- [EXERCISE OBJECTIVE]
Please copy the part of the endpoint documentation that begins with "Fetch the complete" and ends with "before exploring further.", replacing "pages" with "entries".

- [TEXT]
[Start of Attachment]
Skip to main content

Documentation Index

Fetch the complete documentation index at: https://mintlify.com/jundot/omlx/llms.txt

Use this file to discover all available pages before exploring further.

The /v1/chat/completions endpoint is a drop-in replacement for the OpenAI Chat Completions API. It accepts the same request shape and returns the same response structure, so any client or library built for OpenAI works without modification — just change the base URL. The endpoint supports streaming via SSE, function/tool calling, JSON structured output, reasoning model output, and vision inputs for vision-language models (VLMs).

Request

POST /v1/chat/completions

Parameters

model
string
required
The model name or alias to use. Must match a model discovered in your model directory. You can use either the directory name or the alias configured in per-model settings. Use GET /v1/models to list available models.
messages
object[]
required
The conversation history as an array of message objects.
stream
boolean
default:"false"
[End of Attachment]
Collected data
[Start of Attachment]
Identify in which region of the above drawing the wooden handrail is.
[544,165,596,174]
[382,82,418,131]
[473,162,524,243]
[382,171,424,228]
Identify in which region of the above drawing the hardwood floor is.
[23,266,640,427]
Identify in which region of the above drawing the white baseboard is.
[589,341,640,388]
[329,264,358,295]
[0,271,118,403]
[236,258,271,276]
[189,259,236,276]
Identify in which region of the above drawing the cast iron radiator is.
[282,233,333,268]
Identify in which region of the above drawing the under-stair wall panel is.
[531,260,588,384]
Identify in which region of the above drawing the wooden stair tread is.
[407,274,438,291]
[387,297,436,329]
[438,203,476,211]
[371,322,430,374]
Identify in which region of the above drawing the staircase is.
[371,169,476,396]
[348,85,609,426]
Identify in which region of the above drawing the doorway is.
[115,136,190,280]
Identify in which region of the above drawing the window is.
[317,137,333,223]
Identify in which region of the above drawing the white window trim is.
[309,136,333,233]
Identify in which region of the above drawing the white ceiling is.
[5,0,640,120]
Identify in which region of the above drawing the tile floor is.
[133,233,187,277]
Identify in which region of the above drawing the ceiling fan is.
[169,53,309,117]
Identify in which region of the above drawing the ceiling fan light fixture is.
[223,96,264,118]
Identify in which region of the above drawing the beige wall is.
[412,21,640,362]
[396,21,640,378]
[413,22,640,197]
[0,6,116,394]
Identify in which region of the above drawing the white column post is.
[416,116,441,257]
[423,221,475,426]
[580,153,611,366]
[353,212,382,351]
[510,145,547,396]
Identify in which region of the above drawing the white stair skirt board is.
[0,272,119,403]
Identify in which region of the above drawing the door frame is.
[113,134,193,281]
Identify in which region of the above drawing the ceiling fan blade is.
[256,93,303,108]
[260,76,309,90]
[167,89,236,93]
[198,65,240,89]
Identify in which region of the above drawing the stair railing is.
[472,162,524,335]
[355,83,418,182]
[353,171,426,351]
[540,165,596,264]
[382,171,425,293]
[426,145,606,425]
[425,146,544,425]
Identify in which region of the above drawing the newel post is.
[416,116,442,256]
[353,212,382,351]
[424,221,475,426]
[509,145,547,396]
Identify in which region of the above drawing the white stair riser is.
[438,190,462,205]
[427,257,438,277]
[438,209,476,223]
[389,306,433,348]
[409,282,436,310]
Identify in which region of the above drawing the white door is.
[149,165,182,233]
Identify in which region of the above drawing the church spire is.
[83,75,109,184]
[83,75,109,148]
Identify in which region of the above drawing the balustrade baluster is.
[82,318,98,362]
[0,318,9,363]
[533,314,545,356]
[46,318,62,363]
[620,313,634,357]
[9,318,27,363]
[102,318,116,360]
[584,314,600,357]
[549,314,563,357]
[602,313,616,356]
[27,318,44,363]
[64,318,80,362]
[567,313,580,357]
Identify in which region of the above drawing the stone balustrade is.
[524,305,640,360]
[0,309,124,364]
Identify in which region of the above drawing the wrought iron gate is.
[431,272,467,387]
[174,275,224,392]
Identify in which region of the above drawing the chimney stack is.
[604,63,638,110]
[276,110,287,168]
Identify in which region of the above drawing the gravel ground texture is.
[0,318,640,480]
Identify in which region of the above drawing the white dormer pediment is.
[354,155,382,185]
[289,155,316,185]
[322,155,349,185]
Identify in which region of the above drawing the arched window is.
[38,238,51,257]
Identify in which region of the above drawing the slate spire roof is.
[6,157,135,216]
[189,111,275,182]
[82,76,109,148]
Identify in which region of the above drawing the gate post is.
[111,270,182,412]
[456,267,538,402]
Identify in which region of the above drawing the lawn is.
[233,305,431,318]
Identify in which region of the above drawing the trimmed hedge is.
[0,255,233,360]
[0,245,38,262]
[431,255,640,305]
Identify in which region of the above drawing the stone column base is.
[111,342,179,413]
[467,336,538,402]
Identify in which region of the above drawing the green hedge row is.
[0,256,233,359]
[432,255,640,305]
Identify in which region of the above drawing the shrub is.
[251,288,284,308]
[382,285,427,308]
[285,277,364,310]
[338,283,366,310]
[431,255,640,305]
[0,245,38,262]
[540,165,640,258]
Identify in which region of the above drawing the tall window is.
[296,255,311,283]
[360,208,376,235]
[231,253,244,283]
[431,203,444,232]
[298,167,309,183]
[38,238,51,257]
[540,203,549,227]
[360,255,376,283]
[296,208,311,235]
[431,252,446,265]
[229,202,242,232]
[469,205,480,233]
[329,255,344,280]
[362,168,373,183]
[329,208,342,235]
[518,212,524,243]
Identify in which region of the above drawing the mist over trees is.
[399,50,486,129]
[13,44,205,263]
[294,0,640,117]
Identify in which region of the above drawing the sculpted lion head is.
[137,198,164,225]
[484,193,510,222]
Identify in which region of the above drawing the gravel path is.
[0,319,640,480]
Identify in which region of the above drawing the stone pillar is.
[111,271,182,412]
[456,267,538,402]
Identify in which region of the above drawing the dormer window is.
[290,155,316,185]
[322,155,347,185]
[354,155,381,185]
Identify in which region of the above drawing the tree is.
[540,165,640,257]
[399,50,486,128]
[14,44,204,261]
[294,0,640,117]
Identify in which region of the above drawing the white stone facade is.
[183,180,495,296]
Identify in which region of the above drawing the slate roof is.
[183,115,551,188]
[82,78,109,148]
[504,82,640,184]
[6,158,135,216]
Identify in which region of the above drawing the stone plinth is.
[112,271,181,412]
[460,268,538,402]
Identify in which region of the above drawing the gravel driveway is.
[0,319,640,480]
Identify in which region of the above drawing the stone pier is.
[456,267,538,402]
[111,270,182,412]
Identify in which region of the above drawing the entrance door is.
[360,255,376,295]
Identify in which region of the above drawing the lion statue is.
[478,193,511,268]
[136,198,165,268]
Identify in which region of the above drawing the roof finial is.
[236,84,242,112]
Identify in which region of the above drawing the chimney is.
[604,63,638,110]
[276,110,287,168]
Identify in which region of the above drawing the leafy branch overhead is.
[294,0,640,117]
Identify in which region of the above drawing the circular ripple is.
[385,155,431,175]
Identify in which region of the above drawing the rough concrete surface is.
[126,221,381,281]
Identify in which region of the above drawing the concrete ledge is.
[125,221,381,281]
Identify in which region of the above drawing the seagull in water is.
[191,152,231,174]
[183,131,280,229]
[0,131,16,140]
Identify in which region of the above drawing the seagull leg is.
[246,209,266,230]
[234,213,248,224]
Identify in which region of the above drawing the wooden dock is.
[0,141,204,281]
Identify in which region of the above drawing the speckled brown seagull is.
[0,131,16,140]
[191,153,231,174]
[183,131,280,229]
[End of Attachment]
- [COMPLETED TASK]
Fetch the complete documentation index at: https://mintlify.com/jundot/omlx/llms.txt

Use this file to discover all available entries before exploring further.